Reproduce each of the entries below word for word, keeping every line.

— Begin —

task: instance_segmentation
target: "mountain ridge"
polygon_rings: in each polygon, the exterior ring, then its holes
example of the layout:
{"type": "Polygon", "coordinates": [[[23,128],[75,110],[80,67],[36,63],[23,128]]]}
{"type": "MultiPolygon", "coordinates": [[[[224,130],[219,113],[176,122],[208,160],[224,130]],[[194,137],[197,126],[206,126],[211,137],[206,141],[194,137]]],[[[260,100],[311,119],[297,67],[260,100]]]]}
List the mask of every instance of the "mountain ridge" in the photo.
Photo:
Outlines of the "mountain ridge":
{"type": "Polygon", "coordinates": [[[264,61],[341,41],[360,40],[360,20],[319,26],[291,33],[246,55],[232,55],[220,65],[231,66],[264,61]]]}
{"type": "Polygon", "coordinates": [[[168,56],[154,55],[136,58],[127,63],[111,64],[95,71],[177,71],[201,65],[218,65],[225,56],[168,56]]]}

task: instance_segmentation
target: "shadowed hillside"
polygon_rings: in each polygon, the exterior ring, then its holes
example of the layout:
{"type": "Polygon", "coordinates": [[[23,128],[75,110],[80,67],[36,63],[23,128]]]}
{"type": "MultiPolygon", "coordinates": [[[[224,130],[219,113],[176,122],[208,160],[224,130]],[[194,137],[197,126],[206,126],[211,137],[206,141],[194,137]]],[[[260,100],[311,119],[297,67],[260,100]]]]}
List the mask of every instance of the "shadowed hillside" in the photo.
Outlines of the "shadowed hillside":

— End —

Complete answer
task: instance_segmentation
target: "mountain ridge"
polygon_rings: in each polygon, the exterior ring, then its holes
example of the layout:
{"type": "Polygon", "coordinates": [[[23,128],[75,110],[80,67],[36,63],[23,128]]]}
{"type": "MultiPolygon", "coordinates": [[[[224,130],[219,113],[176,122],[208,160],[224,130]],[[194,137],[197,126],[206,126],[211,137],[206,141],[194,137]]],[[[260,100],[311,119],[297,67],[260,100]]]]}
List the mask of every instance of the "mountain ridge" in the photo.
Photo:
Outlines of the "mountain ridge":
{"type": "Polygon", "coordinates": [[[264,61],[341,41],[360,40],[360,20],[319,26],[291,33],[246,55],[232,55],[220,65],[231,66],[264,61]]]}
{"type": "Polygon", "coordinates": [[[168,56],[154,55],[136,58],[127,63],[111,64],[95,71],[177,71],[201,65],[218,65],[225,56],[168,56]]]}

task: instance_segmentation
target: "shadowed hillside"
polygon_rings: in each polygon, the exterior ring, then its holes
example of the layout:
{"type": "Polygon", "coordinates": [[[23,128],[75,110],[80,67],[36,63],[23,128]]]}
{"type": "MultiPolygon", "coordinates": [[[[224,130],[219,113],[176,122],[208,160],[224,130]],[[194,137],[197,126],[206,126],[211,137],[206,141],[194,137]]],[[[260,100],[311,119],[297,67],[260,100]]]]}
List the mask of every instance of the "shadowed hillside" in the photo.
Outlines of the "shadowed hillside":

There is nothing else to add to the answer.